WHAT YOU NEED TO DO – Could you render the lines from the one containing "Would you kindly point to the terracotta" to the one containing "<point>771,56</point>" as a numbered list, with any blank lines left out?

★ ★ ★

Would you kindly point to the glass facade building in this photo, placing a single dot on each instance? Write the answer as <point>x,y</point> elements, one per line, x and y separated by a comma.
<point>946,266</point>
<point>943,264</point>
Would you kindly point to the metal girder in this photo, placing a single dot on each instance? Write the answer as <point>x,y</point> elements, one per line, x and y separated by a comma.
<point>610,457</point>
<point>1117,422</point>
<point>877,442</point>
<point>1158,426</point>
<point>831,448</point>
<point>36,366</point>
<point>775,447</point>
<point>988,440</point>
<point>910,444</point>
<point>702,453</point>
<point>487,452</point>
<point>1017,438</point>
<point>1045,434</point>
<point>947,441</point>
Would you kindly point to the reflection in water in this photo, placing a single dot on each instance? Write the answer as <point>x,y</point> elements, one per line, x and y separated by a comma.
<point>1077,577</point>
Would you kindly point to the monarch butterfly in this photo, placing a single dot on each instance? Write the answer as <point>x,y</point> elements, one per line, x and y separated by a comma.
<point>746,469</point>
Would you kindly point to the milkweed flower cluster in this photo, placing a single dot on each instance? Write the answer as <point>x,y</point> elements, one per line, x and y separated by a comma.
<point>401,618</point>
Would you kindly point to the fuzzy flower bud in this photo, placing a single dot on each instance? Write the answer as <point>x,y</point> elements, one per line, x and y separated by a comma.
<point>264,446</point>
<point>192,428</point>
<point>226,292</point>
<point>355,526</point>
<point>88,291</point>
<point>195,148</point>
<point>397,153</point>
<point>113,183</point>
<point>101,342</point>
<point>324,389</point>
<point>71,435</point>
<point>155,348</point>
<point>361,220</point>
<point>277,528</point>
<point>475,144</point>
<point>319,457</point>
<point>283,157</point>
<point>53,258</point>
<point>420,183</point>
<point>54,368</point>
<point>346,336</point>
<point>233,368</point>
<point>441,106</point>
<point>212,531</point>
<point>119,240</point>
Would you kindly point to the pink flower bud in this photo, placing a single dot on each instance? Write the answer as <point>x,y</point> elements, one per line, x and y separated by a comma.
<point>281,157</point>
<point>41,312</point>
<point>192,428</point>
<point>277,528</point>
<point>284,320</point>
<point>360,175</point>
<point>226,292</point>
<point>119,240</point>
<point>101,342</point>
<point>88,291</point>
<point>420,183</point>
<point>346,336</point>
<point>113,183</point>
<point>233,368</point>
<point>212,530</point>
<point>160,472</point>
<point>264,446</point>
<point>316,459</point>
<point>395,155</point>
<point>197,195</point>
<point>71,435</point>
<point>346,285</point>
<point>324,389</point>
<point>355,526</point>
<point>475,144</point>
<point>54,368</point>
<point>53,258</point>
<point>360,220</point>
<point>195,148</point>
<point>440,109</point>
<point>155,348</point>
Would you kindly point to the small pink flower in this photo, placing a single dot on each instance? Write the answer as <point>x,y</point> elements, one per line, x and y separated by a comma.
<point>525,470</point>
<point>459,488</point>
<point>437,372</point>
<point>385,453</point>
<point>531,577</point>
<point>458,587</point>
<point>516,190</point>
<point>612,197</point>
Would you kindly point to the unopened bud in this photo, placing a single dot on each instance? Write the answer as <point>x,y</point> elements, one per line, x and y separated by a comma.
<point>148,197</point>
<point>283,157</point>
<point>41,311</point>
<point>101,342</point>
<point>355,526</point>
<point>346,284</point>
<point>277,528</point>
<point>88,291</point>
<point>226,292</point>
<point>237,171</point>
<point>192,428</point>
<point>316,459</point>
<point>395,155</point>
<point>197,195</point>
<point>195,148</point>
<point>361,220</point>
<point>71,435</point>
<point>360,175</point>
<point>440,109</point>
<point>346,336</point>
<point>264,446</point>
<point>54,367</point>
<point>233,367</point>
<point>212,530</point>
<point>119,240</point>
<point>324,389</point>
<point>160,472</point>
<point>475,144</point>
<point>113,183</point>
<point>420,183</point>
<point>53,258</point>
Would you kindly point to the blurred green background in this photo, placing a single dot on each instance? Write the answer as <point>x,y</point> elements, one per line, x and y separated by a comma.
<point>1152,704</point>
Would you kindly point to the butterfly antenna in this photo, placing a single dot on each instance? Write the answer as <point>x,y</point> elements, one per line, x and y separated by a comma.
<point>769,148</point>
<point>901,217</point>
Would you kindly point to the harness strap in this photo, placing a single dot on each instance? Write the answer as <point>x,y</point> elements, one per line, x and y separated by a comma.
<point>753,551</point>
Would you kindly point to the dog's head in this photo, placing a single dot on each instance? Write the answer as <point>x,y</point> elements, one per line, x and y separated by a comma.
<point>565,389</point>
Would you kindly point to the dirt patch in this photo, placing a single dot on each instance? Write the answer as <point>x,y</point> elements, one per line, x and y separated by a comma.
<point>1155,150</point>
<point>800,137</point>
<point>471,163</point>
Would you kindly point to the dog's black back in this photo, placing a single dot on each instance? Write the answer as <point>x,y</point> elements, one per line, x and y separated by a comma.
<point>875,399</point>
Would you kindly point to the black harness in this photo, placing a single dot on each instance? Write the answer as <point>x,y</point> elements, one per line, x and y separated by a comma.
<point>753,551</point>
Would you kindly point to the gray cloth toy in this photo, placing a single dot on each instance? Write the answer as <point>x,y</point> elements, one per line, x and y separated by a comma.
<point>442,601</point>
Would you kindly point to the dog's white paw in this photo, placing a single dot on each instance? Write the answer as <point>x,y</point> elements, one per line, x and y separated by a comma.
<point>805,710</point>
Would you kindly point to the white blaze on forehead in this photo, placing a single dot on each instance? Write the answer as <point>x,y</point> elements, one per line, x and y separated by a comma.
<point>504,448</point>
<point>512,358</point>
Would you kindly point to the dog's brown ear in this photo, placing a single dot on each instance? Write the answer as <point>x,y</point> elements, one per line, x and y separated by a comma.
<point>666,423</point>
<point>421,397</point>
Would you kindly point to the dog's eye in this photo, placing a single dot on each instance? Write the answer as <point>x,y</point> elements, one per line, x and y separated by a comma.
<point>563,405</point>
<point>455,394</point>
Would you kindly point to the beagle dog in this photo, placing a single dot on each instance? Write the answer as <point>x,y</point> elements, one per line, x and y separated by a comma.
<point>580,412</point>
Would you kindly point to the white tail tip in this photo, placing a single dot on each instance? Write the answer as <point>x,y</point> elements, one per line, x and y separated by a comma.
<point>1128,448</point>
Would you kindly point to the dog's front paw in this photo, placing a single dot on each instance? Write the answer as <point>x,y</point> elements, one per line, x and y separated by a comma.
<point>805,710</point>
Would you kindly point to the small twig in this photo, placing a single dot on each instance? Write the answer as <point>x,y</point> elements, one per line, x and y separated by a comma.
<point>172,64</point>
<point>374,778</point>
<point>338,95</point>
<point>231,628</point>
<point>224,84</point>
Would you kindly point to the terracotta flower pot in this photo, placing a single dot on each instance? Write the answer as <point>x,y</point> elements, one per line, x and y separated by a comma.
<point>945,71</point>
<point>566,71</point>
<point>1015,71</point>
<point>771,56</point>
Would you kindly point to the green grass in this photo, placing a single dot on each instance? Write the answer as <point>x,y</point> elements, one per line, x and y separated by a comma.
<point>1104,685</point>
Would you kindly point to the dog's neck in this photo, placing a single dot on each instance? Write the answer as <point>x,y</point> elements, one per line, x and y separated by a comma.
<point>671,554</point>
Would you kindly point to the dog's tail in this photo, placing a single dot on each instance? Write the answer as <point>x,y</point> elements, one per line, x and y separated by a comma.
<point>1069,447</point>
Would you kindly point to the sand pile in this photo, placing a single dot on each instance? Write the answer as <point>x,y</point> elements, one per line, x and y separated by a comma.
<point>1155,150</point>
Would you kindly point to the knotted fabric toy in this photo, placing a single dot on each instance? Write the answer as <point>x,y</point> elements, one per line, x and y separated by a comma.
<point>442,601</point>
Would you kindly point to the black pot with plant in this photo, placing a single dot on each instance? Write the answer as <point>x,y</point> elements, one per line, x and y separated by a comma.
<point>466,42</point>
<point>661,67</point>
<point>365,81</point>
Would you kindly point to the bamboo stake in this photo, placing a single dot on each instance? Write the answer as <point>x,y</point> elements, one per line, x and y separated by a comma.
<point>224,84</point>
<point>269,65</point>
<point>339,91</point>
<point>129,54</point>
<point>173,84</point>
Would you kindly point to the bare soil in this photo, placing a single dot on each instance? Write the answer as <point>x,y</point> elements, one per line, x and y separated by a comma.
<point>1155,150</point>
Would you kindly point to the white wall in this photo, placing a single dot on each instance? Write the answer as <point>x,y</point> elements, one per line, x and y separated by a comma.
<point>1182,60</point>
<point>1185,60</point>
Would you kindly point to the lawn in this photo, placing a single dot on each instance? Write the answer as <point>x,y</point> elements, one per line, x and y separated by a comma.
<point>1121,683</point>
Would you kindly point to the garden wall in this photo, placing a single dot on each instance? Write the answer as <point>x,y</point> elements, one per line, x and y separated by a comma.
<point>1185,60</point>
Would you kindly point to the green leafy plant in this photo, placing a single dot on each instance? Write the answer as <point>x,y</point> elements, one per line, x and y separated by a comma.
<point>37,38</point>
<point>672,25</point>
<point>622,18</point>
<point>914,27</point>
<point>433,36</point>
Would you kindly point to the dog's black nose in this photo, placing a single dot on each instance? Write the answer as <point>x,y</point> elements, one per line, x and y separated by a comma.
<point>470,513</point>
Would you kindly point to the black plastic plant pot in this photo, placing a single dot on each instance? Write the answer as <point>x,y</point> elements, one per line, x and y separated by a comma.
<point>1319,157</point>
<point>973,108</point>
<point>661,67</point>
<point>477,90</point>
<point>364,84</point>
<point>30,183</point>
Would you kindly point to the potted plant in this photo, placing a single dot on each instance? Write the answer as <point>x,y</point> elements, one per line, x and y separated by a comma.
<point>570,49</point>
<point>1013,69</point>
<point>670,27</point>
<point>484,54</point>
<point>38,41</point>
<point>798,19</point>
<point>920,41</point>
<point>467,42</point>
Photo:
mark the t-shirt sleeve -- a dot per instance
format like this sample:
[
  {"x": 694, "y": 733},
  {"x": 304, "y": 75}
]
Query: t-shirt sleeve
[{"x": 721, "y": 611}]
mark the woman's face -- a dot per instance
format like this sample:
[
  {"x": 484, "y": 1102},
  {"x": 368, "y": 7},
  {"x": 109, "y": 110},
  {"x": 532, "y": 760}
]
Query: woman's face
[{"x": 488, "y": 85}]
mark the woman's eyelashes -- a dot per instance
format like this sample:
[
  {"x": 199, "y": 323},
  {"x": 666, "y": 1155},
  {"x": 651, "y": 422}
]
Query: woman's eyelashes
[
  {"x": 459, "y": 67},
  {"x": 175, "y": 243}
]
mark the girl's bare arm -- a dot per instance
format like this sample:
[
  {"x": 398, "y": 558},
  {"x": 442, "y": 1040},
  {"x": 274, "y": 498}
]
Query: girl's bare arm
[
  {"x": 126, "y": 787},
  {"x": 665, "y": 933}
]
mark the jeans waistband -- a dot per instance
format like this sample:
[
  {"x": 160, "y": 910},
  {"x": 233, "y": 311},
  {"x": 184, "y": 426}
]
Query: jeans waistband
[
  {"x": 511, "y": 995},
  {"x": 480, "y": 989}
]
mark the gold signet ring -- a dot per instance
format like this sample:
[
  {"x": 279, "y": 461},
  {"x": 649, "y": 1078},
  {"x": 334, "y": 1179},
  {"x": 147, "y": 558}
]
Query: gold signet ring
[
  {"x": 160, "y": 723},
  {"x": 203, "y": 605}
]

★ ★ ★

SOLUTION TO THIS PROBLEM –
1. Would you kindly point to the terracotta flower pot in this photo, placing a single dot on each instance? Write the answer as <point>x,y</point> elements, one per line, x and y separated by a comma.
2. <point>945,71</point>
3. <point>566,71</point>
4. <point>1015,71</point>
5. <point>771,56</point>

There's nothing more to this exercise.